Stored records
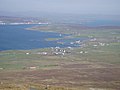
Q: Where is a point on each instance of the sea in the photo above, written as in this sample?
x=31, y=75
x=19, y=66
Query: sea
x=16, y=37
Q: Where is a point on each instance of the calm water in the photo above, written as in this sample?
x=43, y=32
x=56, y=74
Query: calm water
x=15, y=37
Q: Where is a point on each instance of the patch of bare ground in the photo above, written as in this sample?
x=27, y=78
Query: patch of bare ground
x=71, y=75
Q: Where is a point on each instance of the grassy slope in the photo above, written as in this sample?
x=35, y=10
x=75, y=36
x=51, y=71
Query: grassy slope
x=99, y=58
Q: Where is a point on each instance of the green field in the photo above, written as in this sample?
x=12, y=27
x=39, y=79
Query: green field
x=92, y=66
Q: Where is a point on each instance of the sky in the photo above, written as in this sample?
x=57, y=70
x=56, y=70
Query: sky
x=62, y=6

• WHAT TO DO:
Leave the images out and give the rest of the data again exactly.

• YOUR SOLUTION:
Q: Where is a point on each instance of the sea in the photo above, written as in this sample?
x=31, y=75
x=19, y=66
Query: sea
x=16, y=37
Q: Where is a point on each instance of the calm water in the photo above, written as in this sample?
x=43, y=32
x=56, y=74
Query: calm water
x=15, y=37
Q: Where is a point on each instance of the patch of bare ground in the photo above, written as in this sample?
x=27, y=78
Query: patch of bare ground
x=71, y=75
Q: Where is a point on each instance of the grassy slope in the photo above, written as in this sample?
x=35, y=10
x=75, y=36
x=51, y=71
Query: grassy slope
x=99, y=58
Q: Where is a point on each instance of the green field in the photo above, written as in this sample?
x=12, y=27
x=39, y=79
Query: green field
x=92, y=66
Q: Where is a point on each instance of the sky in the photo above, written as in this sample?
x=57, y=70
x=56, y=70
Query: sky
x=62, y=6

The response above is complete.